# GIVEN EXERCISE
Reproduce the material between the line containing "Does it include any door" and the line containing "173;278;183;284", inclusive, keeping the requests unchanged and rescaling every coordinate in the answers by a factor of 0.6, rounded to whole numbers with halves rounded up. Leave the numbers in the requests and their format samples as they are.

Stored items from a collection
* * *

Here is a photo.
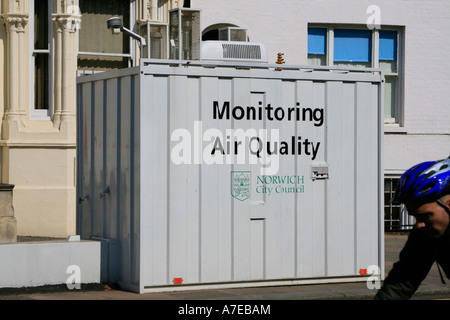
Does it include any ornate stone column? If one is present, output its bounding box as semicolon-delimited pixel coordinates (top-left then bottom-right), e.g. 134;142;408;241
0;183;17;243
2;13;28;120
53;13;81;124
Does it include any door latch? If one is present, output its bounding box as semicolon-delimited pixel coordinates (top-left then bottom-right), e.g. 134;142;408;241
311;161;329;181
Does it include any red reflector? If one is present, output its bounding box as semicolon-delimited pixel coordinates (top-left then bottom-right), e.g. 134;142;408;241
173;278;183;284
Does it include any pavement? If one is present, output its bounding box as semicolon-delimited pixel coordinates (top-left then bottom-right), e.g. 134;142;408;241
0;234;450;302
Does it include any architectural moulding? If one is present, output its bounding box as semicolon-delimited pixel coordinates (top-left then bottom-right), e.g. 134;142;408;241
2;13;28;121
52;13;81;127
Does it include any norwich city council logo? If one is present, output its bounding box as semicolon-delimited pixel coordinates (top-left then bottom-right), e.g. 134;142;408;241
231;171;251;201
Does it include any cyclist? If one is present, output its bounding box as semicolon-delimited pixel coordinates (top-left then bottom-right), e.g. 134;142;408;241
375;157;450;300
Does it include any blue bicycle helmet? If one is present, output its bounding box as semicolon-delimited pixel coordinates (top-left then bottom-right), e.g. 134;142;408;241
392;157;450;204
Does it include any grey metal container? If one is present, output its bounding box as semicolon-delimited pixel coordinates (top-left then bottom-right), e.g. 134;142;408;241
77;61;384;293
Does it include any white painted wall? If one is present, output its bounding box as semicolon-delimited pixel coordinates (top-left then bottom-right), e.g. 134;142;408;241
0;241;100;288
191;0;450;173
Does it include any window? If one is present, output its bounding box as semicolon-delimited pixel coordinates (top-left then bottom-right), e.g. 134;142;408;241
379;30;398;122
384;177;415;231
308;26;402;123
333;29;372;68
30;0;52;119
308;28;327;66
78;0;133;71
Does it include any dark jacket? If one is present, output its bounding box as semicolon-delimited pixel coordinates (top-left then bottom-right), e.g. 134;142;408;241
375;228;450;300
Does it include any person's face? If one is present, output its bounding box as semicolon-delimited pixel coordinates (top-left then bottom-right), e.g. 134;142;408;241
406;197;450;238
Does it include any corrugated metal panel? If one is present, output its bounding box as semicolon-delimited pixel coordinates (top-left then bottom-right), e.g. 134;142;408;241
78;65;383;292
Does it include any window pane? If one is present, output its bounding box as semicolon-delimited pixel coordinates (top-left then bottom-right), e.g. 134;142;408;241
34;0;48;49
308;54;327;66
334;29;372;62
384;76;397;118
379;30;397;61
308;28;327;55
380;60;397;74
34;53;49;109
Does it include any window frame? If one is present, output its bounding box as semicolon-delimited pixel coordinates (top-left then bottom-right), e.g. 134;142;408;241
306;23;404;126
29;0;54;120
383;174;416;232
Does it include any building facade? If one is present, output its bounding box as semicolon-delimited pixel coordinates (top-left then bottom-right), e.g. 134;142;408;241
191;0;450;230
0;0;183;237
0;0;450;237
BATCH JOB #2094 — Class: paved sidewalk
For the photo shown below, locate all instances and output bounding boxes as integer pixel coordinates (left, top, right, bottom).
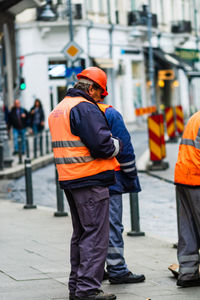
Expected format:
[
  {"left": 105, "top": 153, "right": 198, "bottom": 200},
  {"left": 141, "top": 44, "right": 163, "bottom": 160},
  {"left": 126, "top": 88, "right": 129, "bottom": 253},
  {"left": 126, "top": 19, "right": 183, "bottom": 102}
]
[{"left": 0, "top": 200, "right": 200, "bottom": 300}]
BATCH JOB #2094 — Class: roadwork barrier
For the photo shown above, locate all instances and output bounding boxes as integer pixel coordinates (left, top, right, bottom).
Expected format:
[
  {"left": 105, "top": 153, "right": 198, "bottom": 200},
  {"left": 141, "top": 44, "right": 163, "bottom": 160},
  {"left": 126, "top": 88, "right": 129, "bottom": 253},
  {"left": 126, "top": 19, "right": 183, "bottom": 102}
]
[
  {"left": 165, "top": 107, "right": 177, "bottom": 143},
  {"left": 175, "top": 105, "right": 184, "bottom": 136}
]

* * *

# COMPLETE RESPONSE
Does it include any door latch? If one is present, output its bounding box as semicolon-delimited pixel coordinates (top-left then bottom-right), e.g. 134;142;408;241
187;97;197;109
Does it include any red reflector? If one is present, output its bounding box as semicolon-delimited pixel coordinates (top-left then bottom-right), e.g. 134;142;408;241
104;167;110;170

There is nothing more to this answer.